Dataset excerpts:
----

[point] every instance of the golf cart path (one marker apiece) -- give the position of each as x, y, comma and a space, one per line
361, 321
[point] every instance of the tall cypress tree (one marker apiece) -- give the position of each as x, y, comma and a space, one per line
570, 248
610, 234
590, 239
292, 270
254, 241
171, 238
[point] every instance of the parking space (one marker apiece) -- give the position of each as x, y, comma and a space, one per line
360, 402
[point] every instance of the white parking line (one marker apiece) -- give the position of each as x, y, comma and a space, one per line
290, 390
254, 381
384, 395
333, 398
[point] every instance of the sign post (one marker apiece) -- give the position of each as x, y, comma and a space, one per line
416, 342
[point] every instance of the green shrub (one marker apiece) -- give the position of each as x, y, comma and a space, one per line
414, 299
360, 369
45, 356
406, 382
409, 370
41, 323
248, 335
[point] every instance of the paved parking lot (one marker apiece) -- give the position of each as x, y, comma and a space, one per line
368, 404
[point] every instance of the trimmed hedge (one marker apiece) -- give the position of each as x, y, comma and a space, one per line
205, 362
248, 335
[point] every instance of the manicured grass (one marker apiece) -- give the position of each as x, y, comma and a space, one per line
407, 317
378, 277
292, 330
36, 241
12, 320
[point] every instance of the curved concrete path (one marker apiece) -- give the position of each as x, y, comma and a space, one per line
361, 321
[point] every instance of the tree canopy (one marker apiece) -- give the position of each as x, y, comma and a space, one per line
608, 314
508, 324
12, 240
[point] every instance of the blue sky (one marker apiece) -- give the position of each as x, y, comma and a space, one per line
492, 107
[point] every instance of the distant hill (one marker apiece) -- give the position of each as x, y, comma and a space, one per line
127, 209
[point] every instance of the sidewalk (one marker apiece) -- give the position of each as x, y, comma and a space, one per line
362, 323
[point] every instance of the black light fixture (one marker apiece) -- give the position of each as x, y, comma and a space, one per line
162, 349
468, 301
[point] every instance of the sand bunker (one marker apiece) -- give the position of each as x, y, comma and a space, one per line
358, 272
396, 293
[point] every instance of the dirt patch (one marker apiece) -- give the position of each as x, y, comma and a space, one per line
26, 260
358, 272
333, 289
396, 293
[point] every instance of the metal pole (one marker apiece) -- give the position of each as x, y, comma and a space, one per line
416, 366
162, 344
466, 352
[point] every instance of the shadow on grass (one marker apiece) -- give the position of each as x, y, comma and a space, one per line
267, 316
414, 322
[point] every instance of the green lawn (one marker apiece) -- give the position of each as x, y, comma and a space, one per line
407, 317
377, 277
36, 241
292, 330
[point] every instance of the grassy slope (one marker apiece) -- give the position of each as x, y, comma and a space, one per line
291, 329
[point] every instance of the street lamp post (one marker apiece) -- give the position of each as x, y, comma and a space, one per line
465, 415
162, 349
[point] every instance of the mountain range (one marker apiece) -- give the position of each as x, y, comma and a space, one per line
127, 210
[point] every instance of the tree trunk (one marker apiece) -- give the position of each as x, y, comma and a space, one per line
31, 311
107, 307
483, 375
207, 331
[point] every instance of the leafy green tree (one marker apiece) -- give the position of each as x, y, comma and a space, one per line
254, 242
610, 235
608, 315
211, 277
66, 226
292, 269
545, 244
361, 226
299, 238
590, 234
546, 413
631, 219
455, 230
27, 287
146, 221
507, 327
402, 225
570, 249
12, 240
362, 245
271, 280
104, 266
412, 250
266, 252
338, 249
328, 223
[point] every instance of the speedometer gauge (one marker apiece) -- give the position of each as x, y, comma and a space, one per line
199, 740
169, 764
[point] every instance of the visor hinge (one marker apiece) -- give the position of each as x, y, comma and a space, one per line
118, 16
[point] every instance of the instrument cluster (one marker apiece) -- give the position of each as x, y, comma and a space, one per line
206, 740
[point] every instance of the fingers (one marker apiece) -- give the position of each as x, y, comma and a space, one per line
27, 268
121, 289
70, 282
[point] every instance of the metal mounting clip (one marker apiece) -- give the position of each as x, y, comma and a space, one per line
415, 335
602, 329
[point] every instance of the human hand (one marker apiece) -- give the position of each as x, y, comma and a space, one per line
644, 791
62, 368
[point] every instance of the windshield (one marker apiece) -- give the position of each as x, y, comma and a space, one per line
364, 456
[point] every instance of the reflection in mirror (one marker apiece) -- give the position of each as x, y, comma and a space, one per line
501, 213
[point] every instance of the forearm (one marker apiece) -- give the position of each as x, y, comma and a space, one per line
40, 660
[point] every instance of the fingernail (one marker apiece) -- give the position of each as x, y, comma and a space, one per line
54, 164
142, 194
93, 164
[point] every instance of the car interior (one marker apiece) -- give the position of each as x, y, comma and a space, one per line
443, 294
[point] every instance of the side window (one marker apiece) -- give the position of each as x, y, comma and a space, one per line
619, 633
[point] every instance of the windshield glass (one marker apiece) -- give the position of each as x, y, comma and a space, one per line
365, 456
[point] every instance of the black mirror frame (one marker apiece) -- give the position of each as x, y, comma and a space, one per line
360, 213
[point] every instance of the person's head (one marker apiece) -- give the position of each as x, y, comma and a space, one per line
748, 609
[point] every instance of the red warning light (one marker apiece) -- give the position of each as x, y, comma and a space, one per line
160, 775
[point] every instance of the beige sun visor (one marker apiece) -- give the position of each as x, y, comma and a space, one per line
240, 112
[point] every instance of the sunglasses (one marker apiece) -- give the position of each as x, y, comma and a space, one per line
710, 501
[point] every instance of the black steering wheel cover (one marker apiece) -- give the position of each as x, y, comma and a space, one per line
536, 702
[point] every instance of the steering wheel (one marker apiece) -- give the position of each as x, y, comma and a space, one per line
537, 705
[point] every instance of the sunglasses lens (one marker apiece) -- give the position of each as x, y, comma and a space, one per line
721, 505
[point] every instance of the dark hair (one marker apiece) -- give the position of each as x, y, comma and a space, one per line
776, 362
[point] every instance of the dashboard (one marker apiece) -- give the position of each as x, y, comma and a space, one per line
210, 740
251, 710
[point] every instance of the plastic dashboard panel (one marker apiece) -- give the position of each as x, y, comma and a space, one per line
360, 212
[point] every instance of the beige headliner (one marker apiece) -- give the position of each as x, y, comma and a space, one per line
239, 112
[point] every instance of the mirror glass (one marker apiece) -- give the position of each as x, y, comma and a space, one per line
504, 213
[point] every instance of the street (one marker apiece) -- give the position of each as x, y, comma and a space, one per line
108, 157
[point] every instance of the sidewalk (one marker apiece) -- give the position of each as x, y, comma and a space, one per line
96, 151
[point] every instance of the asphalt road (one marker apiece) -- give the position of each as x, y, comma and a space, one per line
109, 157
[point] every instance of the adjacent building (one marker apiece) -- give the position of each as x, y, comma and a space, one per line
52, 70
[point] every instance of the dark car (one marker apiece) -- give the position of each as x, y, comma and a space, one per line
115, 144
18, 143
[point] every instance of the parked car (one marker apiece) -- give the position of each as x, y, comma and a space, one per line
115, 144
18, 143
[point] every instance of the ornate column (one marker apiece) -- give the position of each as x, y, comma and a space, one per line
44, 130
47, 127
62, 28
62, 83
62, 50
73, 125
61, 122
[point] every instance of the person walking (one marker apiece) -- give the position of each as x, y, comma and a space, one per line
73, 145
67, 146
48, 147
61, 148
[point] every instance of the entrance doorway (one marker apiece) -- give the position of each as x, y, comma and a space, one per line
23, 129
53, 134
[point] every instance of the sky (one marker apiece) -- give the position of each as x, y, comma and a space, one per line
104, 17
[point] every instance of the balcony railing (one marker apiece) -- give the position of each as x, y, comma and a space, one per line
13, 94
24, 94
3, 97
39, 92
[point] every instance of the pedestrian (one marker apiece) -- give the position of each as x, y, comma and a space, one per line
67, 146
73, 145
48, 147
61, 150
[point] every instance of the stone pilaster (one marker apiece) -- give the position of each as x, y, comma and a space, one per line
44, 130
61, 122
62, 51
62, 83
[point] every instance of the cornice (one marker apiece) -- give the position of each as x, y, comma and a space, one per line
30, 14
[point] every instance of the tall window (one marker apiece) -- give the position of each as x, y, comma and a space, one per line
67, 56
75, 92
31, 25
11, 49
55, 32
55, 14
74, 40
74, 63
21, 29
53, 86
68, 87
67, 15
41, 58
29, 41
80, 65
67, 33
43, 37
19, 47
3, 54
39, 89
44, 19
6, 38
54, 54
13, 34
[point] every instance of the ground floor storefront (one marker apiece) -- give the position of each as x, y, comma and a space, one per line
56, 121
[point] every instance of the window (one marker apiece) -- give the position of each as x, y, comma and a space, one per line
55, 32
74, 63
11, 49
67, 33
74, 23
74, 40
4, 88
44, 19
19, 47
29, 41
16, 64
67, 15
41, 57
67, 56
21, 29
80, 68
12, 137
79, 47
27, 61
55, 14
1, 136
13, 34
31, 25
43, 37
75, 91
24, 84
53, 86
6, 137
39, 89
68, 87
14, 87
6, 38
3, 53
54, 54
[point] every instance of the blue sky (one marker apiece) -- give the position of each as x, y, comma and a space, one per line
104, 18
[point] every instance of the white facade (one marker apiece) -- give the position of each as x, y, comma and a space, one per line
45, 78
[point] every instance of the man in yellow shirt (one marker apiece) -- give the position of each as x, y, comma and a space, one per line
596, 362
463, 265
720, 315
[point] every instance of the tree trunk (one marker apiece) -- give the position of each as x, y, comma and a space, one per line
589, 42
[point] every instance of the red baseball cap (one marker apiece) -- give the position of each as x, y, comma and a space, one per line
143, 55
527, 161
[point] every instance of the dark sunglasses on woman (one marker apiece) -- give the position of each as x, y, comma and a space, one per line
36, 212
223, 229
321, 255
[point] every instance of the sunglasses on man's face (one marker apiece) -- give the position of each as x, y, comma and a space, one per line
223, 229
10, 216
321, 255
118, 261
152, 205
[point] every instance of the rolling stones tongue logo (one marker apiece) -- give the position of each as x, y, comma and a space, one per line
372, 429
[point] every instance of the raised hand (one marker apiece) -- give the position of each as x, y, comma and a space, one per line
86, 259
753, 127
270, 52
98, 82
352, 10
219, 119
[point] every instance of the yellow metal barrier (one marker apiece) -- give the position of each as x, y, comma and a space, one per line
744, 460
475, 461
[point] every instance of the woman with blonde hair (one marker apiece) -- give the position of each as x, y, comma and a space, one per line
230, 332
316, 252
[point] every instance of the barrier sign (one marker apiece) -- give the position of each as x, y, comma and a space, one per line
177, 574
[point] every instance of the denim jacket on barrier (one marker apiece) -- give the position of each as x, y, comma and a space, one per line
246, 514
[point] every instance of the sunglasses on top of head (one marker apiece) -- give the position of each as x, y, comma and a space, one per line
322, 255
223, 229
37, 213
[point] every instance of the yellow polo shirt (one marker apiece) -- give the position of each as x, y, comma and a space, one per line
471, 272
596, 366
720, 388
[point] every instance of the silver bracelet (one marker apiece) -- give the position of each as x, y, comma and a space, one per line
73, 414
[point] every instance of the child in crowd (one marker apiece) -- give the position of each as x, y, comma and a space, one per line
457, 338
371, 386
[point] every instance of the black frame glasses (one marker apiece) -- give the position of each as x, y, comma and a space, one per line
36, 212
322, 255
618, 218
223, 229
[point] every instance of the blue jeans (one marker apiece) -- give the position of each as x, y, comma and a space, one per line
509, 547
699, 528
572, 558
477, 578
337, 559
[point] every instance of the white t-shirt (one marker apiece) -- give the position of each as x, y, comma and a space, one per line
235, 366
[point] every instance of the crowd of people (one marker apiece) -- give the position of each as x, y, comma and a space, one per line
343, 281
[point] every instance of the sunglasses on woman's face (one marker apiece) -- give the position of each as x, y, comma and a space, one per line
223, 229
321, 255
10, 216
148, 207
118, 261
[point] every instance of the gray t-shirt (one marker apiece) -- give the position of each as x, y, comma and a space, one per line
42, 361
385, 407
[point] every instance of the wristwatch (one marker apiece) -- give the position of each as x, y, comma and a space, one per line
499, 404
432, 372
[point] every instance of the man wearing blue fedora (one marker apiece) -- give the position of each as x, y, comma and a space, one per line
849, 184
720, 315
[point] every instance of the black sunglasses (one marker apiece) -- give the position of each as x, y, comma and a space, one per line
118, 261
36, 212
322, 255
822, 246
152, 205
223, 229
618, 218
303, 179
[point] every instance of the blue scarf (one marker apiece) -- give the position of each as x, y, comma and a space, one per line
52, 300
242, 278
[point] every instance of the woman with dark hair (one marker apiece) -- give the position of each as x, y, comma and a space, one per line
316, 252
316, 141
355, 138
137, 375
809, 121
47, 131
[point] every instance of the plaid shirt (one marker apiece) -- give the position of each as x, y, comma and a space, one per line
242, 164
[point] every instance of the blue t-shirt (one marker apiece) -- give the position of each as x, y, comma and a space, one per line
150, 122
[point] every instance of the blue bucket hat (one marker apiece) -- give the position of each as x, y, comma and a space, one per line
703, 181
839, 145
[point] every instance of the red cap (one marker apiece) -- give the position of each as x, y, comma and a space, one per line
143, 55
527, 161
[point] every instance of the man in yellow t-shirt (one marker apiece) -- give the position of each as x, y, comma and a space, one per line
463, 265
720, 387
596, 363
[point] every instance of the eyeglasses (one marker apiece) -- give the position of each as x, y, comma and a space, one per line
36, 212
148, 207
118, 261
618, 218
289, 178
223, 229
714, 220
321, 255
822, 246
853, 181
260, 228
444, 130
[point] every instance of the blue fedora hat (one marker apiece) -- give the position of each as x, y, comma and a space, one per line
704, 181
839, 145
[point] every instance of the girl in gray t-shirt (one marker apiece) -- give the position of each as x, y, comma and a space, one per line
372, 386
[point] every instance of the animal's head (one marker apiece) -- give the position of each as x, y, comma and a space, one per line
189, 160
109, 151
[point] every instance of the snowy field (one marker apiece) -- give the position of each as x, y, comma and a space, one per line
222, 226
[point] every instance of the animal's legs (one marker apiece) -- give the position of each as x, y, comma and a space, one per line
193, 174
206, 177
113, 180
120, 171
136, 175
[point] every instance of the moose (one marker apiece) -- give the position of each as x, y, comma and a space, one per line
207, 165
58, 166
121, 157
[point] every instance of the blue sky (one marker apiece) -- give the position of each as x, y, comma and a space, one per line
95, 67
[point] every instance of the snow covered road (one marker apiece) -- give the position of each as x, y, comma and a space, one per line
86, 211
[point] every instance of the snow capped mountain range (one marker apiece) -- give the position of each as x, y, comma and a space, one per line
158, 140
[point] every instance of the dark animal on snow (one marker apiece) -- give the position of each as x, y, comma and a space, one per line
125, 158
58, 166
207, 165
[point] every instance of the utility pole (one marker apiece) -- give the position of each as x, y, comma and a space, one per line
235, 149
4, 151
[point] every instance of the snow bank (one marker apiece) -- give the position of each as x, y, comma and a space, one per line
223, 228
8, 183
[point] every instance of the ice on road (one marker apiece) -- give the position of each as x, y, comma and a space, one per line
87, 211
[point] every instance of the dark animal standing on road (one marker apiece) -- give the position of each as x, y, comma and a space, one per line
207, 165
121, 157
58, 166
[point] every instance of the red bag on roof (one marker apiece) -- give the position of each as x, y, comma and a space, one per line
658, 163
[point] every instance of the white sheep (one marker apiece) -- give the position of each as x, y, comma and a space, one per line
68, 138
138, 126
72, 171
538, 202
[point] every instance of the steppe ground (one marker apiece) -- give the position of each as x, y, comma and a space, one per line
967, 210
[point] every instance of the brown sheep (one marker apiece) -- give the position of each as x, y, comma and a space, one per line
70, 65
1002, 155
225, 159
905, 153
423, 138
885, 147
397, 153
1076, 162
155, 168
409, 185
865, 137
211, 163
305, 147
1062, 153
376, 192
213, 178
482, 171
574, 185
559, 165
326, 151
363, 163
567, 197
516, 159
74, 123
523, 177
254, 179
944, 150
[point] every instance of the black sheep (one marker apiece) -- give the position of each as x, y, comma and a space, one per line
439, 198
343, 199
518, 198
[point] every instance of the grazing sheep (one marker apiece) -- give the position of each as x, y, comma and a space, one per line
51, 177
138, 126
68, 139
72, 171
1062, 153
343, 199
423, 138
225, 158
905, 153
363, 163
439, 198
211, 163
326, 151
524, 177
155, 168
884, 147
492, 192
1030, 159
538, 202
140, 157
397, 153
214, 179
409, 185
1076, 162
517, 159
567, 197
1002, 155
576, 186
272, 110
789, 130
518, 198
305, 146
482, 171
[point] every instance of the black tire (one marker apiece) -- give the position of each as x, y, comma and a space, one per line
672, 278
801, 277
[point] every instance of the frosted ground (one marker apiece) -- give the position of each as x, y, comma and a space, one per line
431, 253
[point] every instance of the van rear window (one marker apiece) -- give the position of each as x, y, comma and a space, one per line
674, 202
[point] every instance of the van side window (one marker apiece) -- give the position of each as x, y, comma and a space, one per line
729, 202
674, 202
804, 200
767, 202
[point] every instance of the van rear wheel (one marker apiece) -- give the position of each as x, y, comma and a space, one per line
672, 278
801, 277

----

## REQUIREMENT
Only the final stretch of the entries above is needed: print exactly the lines from the line containing "[point] every instance of the van rear window" through the last one.

## EXERCISE ANSWER
[point] every instance of the van rear window (one marker apiece) -- give the position of each as x, y, comma and a space, one per line
674, 202
[point] every instance of the van side window (one marker apiece) -- give the position of each as x, y, comma and a space, one per line
729, 202
674, 202
804, 200
767, 202
[point] every instance of the van rear wheel (one marker apiece) -- give the position of each as x, y, comma and a space, one per line
672, 278
801, 277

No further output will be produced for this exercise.